## ASSIGNMENT
In the article on Paul Ryan below, which rule's enactment does the writer say is a good time to reflect on Ryan's opposition to it?

Paul Ryan: A Very Dangerous Man. Can His Theory Work?
Today’s enactment of the Department of Labor’s fiduciary rule, which
protects regular people from being swindled by financial advisors, is an
opportune time to reflect on the fact that Paul Ryan led the opposition to this rule,
meaning that he is in favor of regular people being swindled by the
financial industry. But his undercover fealty to corporate interests is
positively run-of-the-mill compared to the contrast between his
reputation (caring, concerned with the less fortunate, a believer in the redemption of government) and the reality of his budget proposals.
Among the small class of journalists who crunch numbers, it has never been a secret
that Paul Ryan’s economic plans are either ridiculously impossible or
ridiculously savage, depending on how you interpret his goals. Still,
that fact has not prevented the birth of a cottage industry of hagiography portraying Ryan as the Republican Party’s great uniter—“a man of faith and family values whose only real baggage is the suitcase he carries home each weekend to Wisconsin.”
How does that comport with the reality of Paul Ryan’s stated
priorities? The year before Ryan ran for Vice President, the
Congressional Budget Office released its analysis
of his dream budget—the budget that established him as a serious
Washington figure, the budget that represents what Paul Ryan would have
our federal government do it was up to him. This is a man whose name is
still, five years later, being tossed around
as Republican presidential nominee this year, despite the fact he is
not running.
This is a very powerful and popular national political
figure. Did you know, friends, that Paul Ryan would like to defund—to in
essence abolish—vast swaths of the federal government? Including the
parts of the federal government that take care of poor people, and of
public schools, and of a lot of other things used by just about
everyone.

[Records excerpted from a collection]
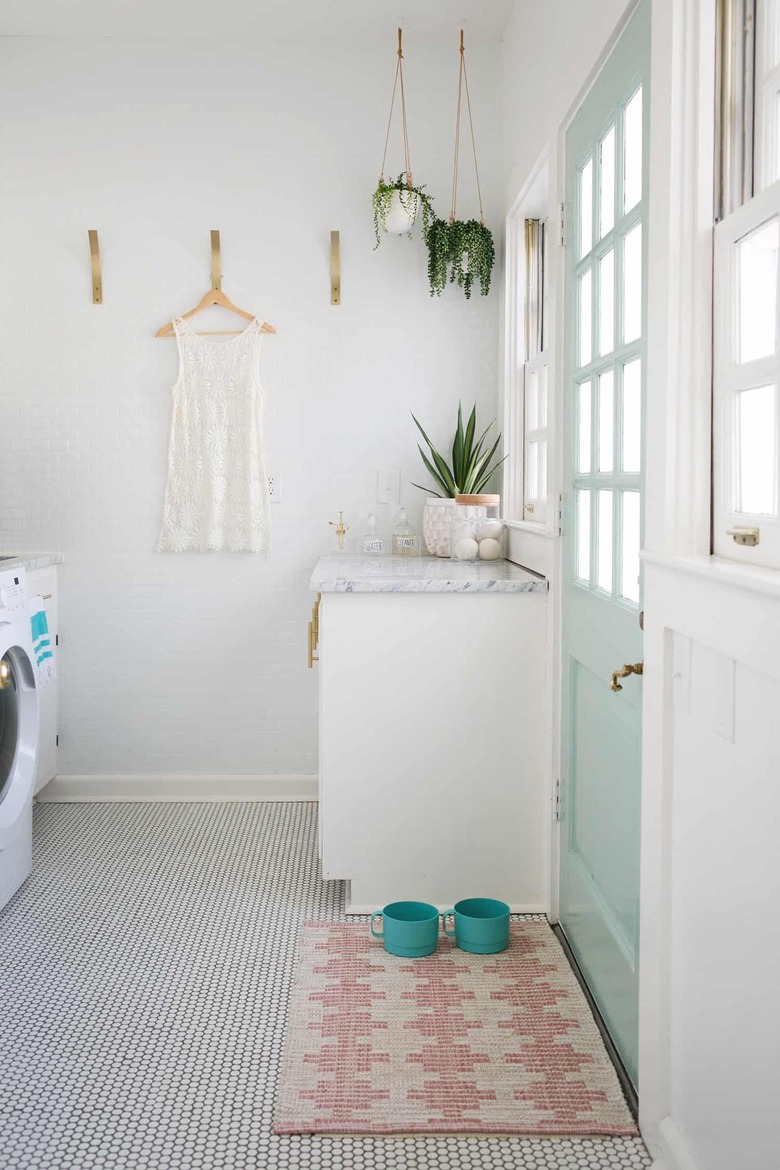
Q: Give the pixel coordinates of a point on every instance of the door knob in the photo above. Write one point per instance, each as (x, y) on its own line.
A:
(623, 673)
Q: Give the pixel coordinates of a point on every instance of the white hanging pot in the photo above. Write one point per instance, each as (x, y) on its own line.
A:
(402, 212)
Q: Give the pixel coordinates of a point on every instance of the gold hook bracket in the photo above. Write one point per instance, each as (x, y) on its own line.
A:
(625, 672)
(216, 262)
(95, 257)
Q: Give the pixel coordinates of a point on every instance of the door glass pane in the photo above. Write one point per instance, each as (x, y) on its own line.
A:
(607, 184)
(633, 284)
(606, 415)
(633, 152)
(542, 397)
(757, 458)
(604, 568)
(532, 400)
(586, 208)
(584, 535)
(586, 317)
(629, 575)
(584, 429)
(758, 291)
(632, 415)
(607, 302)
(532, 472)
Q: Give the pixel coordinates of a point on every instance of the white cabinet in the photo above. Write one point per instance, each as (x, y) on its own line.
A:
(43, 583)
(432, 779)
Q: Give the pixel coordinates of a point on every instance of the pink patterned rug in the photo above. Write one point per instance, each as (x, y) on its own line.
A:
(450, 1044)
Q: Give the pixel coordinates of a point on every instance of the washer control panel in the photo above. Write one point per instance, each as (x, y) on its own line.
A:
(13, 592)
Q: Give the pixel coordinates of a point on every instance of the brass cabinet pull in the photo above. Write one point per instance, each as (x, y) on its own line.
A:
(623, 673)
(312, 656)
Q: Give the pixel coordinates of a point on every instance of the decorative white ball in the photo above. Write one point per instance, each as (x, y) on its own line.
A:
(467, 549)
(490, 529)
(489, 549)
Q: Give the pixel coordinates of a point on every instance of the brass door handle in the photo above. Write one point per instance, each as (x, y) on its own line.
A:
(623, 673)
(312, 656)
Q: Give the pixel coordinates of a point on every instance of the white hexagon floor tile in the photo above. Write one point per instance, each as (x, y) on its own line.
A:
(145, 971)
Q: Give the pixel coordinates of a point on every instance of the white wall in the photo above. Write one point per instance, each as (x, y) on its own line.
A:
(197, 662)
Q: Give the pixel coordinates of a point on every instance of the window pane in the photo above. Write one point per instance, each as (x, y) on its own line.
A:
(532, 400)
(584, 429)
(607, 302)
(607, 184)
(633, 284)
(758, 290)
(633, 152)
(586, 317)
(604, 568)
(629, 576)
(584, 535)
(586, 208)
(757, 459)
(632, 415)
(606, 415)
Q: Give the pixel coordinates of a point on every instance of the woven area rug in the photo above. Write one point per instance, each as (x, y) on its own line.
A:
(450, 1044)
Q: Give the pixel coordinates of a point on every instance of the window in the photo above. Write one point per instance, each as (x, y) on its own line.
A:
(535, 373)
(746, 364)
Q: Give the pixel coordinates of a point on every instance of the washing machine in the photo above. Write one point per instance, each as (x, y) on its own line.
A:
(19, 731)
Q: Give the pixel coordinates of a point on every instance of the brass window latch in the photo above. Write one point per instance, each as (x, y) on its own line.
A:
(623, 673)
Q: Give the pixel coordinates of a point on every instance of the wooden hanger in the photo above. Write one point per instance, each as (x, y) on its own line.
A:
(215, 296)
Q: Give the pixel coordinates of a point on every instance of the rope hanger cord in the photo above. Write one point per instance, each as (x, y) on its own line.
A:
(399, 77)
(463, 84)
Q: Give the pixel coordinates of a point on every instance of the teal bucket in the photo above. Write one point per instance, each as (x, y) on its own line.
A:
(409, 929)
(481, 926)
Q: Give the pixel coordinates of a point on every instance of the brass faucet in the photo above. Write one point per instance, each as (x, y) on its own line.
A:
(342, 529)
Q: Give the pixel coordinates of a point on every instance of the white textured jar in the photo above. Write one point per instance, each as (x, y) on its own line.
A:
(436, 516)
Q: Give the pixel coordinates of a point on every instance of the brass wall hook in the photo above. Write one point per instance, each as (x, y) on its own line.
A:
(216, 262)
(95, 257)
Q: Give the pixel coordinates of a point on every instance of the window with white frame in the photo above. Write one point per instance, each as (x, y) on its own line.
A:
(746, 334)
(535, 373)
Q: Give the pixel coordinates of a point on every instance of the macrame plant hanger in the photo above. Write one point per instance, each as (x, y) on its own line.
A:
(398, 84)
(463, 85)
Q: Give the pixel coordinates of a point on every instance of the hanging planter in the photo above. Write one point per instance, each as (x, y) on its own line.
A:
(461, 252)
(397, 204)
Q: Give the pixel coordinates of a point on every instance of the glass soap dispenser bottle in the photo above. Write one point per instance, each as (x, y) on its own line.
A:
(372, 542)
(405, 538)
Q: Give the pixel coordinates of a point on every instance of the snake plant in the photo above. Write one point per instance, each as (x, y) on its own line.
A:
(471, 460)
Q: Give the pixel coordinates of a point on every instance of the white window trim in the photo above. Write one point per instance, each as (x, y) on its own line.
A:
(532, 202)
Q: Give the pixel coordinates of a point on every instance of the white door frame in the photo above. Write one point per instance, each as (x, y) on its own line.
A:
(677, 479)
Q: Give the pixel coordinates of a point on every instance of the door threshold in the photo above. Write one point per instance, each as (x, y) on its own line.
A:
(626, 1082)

## ANSWER BELOW
The Department of Labor's fiduciary rule.